» Excerpt provided:
■ ■ ■ ■ ■
Queen Mary I of England (February 18, 1516- November 17, 1558 - reigned July 19, 1553 - November 17, 1558) was born in the royal Palace of Placentia in Greenwich, London, the daughter of Henry VIII and Catherine of Aragon, the only one from that union to survive infancy. She is commonly known as Bloody Mary. She was alienated from her father, however, during his divorce (it was not a divorce in the modern sense, but an annulment) from her mother. As her parents' marriage was deemed null and void, Mary was then deemed illegitimate and thus deprived for a time of her status as an heir to the throne. By the time of Henry's death, however, she had been restored as second in line to the throne, after her half-brother Edward, who was physically weak.


Queen Mary I
Queen of England, Ireland and France

It was not until 1553 that Edward died, however, by which time Protestantism had gained such ground that a rival claimant to the throne was put forward, Mary's cousin Lady Jane Grey. Public sympathy remained with Mary, and she soon overcame resistance to her accession. By July 19 Jane Grey had been deposed and Mary was the undisputed Queen. Her official coronation came on November 30, 1553 .It is generally believed that Mary would have spared Jane's life if it had not been for the intervention of the Spanish diplomats who conditioned Mary's marriage to their king on her executing Jane.
■ ■ ■ ■ ■
» Entries taken from a collection:
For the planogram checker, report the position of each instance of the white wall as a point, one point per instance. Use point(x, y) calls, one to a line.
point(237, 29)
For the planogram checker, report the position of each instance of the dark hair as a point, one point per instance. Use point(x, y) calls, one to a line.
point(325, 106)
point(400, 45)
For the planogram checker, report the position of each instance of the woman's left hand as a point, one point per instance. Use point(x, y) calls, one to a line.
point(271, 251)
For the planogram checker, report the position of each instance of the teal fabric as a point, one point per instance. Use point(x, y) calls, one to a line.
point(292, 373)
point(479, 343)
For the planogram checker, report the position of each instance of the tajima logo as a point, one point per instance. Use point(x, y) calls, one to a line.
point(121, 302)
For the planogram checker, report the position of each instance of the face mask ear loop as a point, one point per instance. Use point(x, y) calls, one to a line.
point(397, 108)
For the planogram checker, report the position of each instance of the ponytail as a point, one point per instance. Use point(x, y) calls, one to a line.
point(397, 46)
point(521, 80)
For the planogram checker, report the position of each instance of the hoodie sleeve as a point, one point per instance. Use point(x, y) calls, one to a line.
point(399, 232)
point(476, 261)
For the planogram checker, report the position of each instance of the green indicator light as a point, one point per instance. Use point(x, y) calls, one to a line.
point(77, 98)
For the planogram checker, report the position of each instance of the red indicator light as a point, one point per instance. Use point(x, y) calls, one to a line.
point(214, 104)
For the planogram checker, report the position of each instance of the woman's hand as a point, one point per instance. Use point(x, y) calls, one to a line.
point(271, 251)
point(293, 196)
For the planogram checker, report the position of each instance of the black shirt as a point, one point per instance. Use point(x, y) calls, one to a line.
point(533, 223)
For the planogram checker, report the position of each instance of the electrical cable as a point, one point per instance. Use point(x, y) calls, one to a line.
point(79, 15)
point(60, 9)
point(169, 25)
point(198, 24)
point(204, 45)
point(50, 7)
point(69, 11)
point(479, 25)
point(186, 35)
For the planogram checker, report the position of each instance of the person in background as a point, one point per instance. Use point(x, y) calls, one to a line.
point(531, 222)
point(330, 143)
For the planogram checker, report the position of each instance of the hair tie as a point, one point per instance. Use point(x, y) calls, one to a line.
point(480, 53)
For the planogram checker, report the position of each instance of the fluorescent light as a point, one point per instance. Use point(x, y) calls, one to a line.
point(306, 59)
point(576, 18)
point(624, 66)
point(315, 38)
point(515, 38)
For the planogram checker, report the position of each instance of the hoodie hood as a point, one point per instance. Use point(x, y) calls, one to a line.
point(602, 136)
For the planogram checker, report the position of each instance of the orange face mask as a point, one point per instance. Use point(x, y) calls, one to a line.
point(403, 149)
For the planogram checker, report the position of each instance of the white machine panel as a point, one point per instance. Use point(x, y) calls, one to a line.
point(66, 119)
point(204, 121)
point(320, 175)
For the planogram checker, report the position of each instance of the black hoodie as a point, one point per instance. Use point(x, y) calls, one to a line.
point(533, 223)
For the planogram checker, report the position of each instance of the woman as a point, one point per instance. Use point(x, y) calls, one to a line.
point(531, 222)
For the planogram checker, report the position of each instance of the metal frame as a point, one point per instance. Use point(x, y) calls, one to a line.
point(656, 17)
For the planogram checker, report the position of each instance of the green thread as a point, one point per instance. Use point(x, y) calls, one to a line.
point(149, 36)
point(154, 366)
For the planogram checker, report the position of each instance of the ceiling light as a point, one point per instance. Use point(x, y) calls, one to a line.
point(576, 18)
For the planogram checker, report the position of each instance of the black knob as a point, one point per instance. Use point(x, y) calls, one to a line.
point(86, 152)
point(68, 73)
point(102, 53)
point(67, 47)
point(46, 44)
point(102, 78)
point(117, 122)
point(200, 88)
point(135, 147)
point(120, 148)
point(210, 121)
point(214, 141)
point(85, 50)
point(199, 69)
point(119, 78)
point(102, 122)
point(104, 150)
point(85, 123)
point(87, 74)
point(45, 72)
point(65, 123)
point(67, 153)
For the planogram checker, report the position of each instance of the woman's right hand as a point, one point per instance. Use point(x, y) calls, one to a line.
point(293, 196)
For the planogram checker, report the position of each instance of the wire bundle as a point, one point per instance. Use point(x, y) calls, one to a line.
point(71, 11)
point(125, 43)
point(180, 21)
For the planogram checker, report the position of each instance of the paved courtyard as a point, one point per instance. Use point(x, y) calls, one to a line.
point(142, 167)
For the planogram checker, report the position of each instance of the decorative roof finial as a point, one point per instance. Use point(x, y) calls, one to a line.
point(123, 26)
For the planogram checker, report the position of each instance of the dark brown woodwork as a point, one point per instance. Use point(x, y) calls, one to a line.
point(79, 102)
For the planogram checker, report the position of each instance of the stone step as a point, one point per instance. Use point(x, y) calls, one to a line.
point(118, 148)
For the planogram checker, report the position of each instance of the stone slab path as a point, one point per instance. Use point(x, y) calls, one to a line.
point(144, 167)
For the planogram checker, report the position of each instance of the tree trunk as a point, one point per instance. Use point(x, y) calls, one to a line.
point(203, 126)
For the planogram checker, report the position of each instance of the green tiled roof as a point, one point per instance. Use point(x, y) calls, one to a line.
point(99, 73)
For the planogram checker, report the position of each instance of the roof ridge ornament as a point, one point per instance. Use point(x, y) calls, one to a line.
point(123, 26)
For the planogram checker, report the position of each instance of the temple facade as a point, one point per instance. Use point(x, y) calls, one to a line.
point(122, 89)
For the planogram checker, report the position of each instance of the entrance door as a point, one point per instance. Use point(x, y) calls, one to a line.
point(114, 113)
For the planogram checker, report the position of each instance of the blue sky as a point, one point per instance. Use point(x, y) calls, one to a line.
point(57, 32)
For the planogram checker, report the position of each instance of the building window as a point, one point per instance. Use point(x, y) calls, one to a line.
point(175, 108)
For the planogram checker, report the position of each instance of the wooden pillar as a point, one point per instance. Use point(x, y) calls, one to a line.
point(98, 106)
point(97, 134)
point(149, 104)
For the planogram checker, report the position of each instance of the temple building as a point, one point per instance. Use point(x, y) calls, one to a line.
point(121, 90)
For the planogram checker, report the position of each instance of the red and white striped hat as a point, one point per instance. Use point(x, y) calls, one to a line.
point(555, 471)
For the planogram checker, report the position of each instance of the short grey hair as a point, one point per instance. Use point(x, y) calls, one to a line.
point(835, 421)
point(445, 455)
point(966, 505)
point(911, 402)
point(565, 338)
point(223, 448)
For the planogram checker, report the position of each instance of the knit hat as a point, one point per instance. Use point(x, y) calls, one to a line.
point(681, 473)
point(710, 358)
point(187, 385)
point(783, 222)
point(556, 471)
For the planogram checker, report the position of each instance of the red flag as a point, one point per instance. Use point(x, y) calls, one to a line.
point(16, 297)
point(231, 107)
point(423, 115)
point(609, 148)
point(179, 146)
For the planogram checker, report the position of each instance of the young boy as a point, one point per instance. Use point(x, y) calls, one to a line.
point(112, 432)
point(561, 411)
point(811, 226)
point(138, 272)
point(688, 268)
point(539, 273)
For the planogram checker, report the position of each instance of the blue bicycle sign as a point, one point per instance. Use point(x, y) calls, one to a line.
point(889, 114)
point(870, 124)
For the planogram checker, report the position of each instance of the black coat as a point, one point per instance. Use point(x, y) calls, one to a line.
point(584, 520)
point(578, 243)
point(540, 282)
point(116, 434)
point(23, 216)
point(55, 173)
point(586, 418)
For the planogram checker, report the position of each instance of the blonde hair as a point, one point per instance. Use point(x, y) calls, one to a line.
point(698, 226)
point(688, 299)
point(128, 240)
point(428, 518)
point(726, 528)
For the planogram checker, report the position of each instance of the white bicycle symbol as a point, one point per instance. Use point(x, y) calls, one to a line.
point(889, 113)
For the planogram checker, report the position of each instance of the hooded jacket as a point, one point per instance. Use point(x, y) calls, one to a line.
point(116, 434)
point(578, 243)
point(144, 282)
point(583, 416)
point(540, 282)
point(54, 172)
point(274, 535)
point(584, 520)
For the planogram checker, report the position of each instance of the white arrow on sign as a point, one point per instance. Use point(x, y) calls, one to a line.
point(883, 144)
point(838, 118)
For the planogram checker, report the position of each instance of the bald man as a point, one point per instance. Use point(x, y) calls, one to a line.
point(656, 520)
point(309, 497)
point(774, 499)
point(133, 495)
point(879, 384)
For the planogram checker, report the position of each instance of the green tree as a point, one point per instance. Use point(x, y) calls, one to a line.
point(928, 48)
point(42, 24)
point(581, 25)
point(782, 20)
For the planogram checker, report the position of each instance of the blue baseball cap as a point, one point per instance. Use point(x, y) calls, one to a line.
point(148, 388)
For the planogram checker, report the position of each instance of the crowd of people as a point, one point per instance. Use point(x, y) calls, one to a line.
■ ■ ■ ■ ■
» Problems and tasks:
- a) Summarize the passage on Queen Mary I in two sentences.
- b) According to the passage on Queen Mary I, on what date was Mary's official coronation?

» Results of the tasks:
- a) Mary I, born in 1516 to Henry VIII and Catherine of Aragon, was deemed illegitimate when her parents' marriage was annulled, but by Henry's death she had been restored as second in line to the throne after her half-brother Edward. When Edward died in 1553, her cousin Lady Jane Grey was put forward as a rival claimant, but public sympathy stayed with Mary, and by July 19 Jane had been deposed and Mary was the undisputed Queen.

- b) November 30, 1553.